人性自由与灵魂背叛
2012-04-29江颖
江颖
反抗和背叛是贯穿美国作家菲利普·罗斯绝大多数作品的重要母题,而1998年出版的《我嫁了一个共产党员》从标题上就显示出强烈的政治反抗意识。“反抗……然后是成串的背叛,每个灵魂都是自己的背叛制造厂。”熟悉美国历史的人们会借此联想到“二战”后20世记四五十年代掀起的反共热潮,臭名昭著的麦卡锡时代的残酷、背叛和报复,它不仅侵扰了国家政治,而且从各个方面伤害了人与人之间的感情。文本以这段历史作为背景,以内森·祖克曼为叙事者,内森是艾拉哥哥莫瑞的学生,在1997年师生重逢后,借莫瑞的口,用七天六夜的时间展开了艾拉一生的丰富画卷,“偏激的政治观,极端的人际观以及伴随一生的愤怒抗争”,但自由的人性与形形色色的背叛交织在一起,勾勒出当代美国人普遍的生存境况:麦卡锡时代,美国社会的黑暗势力带来的人性扭曲以及不可避免的毁灭命运。同时借助内森痛苦的背叛与精神成长过程,显现当代美国犹太人如何通过各种手段和方式与主流社会融合,但在追寻中迷失了自我。
“罗斯通过文本的信息从各种层面来探讨背叛主题,尤其与自由主义——战后占主导地位的意识道德观——的关系。”正是通过历史和文化变迁中的背叛来表现人物的起落,塑造大时代中小人物的悲剧形象。文本中罗斯借莫瑞的口评价道:“整个从上到下的历史——世界历史,家庭史,个人史,都有一个非常巨大的主题,就是背叛。”下面分别从家庭、身份和政治三个角度来谈论文本中人性的向往与背叛如何紧密相随彰显主题,并进一步审视作家的生活经历与《我嫁了一个共产党员》背叛主题之间的联系。

________________________

## 任务要求
1. 根据这篇评论,小说是通过什么勾勒出当代美国人普遍的生存境况的?请用一到三句话说明。
2. 请根据这篇评论简要回答以下问题:
(a) 《我嫁了一个共产党员》是哪一年出版的?
(b) 叙事者内森与莫瑞是什么关系?
(c) 这篇评论打算从哪三个角度讨论小说中人性的向往与背叛?
这些记录与上文评论无关,答题时不必参考。

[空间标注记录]
________________________

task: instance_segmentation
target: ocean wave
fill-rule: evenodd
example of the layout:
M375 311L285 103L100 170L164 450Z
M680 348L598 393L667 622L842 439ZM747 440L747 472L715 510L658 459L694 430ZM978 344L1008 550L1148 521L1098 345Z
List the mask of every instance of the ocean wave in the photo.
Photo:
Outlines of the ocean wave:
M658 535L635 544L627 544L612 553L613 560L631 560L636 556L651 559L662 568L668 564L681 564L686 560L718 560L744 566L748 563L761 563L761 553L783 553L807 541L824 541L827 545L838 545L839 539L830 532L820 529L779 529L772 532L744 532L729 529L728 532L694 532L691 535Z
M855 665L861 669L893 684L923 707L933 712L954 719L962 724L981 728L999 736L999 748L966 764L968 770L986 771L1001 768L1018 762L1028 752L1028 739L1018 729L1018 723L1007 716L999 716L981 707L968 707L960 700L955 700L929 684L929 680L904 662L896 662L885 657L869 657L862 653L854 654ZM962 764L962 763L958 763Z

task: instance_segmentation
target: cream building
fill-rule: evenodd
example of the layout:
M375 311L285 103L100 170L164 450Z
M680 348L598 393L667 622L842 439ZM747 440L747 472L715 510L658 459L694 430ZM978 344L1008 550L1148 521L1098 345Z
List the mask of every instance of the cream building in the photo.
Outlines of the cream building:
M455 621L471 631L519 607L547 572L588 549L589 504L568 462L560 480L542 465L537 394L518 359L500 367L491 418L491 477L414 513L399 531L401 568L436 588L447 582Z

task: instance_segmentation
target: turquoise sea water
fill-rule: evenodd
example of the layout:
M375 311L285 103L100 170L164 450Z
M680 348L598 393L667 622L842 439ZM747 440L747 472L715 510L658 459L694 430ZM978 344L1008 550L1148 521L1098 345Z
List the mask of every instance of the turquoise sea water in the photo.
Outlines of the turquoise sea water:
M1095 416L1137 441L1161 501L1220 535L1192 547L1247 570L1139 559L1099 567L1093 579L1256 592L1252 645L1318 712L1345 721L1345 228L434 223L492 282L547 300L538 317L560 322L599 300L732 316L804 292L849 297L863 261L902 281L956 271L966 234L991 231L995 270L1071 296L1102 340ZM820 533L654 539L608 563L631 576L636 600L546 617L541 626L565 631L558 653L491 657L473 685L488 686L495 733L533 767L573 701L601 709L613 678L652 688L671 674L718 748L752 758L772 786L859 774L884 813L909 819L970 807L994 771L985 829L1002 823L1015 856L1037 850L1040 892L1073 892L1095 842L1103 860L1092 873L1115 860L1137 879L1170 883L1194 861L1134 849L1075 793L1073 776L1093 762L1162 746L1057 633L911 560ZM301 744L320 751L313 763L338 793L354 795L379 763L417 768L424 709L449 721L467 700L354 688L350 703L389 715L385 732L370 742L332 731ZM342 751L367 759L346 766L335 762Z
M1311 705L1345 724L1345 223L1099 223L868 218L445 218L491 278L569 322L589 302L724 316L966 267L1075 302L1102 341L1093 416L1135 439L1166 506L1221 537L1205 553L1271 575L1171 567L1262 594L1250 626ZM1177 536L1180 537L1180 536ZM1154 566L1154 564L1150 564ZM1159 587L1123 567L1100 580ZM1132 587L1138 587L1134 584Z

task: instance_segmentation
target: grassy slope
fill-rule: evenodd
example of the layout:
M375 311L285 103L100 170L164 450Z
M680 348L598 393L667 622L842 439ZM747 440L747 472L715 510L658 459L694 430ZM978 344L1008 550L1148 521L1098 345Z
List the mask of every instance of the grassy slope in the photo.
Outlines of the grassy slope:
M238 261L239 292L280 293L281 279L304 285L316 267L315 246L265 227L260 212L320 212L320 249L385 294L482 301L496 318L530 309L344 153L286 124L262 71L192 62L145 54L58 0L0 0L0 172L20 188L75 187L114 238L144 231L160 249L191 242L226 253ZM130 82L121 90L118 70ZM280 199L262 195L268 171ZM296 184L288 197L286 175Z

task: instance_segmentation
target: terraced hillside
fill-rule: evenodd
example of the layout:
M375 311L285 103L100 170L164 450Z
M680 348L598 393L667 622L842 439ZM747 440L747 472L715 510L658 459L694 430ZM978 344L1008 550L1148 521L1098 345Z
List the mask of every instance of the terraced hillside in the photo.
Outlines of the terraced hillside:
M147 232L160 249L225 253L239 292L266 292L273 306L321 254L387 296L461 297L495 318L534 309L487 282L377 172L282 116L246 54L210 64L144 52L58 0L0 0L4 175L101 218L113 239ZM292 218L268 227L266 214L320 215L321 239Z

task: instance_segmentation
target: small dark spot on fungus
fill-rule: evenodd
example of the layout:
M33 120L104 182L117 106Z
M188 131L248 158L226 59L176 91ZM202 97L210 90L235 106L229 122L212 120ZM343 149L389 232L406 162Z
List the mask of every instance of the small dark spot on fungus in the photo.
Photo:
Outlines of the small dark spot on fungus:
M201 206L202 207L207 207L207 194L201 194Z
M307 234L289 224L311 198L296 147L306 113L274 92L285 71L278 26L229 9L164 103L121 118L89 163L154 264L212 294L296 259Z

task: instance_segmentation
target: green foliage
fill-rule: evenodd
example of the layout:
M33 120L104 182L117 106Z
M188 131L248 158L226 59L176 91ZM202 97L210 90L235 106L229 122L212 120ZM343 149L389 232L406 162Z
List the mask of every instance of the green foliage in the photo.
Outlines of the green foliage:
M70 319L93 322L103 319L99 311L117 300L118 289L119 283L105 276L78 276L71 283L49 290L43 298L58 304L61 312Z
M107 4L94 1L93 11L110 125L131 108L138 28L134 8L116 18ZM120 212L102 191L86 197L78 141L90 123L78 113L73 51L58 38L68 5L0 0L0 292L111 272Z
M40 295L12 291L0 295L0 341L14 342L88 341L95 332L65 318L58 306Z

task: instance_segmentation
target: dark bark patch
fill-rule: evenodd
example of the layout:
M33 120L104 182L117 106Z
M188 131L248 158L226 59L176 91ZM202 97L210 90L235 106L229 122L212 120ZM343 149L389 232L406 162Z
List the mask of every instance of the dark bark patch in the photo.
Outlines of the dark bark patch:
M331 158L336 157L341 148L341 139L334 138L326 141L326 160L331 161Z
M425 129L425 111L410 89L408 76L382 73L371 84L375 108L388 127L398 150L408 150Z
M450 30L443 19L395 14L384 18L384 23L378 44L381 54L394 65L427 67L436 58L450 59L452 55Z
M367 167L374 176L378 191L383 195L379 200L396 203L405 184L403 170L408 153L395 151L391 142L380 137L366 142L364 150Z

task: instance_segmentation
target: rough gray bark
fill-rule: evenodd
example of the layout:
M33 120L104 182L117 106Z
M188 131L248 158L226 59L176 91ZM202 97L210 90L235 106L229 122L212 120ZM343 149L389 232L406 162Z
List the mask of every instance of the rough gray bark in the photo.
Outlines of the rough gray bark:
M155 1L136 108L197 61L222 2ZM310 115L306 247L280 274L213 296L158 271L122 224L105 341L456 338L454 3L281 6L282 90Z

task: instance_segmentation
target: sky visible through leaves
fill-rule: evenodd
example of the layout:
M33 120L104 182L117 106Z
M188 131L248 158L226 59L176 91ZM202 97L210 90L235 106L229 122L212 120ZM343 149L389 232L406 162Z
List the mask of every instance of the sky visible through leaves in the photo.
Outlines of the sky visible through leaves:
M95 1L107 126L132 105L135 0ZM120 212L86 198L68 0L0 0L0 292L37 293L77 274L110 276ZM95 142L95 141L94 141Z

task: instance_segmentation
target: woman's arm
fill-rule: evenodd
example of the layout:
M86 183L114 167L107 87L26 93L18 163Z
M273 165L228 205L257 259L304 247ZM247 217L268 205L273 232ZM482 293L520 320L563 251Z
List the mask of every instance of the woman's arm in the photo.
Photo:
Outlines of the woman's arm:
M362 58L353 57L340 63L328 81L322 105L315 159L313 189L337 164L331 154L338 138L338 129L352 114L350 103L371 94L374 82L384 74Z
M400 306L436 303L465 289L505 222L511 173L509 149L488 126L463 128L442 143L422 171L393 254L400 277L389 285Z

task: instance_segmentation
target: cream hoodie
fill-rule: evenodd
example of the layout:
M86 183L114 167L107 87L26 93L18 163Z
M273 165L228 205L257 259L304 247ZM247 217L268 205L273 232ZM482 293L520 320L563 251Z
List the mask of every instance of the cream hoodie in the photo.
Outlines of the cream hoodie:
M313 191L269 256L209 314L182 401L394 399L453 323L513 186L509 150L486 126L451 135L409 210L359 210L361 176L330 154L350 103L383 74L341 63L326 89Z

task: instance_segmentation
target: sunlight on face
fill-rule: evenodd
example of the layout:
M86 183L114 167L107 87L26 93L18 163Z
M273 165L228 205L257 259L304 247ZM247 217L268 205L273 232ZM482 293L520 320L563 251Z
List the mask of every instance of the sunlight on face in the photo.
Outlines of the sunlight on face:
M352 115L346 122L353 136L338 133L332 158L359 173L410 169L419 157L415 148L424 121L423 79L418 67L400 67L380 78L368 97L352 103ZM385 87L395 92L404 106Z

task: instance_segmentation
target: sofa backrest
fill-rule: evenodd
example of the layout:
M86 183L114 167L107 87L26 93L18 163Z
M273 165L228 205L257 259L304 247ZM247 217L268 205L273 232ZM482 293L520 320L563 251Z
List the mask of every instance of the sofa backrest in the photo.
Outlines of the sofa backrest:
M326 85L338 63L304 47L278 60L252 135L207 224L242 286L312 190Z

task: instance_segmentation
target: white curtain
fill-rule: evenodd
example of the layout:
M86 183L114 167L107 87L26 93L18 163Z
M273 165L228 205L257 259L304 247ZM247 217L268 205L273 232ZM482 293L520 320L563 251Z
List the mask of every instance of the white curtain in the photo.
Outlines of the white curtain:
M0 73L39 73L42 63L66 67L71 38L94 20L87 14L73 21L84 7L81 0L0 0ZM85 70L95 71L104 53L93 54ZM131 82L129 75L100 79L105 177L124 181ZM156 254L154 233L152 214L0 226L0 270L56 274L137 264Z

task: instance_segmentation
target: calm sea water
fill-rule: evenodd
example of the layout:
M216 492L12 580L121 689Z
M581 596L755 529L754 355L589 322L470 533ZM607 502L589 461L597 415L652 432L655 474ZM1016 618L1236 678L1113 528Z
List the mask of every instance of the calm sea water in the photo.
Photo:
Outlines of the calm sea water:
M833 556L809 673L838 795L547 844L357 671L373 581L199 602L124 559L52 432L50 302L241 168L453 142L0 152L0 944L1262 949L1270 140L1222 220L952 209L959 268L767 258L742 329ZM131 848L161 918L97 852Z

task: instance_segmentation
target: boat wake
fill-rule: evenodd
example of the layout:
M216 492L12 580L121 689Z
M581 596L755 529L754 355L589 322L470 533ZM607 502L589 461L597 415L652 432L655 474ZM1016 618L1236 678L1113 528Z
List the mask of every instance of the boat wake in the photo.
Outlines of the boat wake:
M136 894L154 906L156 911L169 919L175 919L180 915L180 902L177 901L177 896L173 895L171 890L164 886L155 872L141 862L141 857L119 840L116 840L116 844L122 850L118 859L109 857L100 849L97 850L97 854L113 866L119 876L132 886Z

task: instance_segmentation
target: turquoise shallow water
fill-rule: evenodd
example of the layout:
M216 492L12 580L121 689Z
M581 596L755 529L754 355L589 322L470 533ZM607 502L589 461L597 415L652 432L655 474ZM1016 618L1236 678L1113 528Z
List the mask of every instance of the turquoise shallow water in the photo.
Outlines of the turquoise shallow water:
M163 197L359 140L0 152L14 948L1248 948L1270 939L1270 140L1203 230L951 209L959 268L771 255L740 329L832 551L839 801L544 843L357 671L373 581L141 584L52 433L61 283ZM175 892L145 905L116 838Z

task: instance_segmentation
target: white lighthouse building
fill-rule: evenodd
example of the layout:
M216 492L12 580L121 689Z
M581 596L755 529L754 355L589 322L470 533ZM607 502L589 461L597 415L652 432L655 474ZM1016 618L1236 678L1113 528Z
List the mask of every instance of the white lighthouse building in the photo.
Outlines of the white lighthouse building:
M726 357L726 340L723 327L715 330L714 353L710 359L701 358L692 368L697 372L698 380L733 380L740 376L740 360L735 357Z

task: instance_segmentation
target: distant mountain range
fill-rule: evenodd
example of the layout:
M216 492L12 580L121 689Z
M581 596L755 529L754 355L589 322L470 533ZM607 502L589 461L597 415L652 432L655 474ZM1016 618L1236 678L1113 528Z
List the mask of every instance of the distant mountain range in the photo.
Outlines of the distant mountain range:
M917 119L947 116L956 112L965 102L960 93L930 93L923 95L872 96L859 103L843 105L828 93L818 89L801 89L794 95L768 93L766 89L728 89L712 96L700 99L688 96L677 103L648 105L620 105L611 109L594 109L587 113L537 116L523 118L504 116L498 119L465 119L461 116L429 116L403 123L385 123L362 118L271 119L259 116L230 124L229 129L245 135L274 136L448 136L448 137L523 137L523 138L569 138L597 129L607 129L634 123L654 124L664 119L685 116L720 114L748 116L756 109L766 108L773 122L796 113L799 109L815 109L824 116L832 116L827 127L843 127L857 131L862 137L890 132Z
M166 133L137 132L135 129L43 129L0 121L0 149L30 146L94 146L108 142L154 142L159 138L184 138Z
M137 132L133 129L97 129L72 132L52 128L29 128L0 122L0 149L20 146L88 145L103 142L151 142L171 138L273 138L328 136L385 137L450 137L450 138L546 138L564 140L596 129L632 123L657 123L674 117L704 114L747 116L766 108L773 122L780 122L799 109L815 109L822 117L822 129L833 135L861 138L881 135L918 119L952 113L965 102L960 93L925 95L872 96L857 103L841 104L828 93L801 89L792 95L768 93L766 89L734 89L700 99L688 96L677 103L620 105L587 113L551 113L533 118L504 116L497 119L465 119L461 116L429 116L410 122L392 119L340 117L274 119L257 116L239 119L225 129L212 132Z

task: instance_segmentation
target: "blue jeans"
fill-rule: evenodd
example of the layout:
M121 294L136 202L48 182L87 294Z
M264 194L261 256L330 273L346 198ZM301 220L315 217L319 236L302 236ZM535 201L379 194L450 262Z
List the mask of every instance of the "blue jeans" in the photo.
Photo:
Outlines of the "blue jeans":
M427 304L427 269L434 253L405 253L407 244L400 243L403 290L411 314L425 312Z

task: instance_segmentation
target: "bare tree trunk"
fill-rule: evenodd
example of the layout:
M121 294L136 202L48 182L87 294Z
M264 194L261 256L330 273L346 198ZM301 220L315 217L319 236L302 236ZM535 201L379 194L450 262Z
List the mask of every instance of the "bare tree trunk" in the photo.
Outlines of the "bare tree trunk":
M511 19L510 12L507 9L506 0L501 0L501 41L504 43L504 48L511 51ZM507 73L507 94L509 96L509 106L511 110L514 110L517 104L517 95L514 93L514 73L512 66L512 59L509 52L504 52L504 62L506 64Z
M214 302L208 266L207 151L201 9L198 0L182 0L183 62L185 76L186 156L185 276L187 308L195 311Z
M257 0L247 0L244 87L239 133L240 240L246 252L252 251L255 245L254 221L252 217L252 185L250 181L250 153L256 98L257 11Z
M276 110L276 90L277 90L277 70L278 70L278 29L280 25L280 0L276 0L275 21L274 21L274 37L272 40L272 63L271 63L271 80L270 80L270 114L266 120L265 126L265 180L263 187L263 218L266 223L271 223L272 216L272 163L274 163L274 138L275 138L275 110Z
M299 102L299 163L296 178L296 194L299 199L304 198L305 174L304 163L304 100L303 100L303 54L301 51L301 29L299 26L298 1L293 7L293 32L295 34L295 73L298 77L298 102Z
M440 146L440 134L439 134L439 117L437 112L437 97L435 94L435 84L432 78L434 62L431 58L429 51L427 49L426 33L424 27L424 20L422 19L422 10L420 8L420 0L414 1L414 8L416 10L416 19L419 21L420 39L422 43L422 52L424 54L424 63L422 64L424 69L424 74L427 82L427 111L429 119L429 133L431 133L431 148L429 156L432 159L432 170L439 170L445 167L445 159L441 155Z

________________________

## 参考答案
1. 小说让自由的人性与形形色色的背叛交织在一起,由此勾勒出当代美国人普遍的生存境况。这一境况指麦卡锡时代美国社会的黑暗势力带来的人性扭曲,以及不可避免的毁灭命运。

2.
(a) 1998年。
(b) 内森是莫瑞的学生。
(c) 家庭、身份和政治。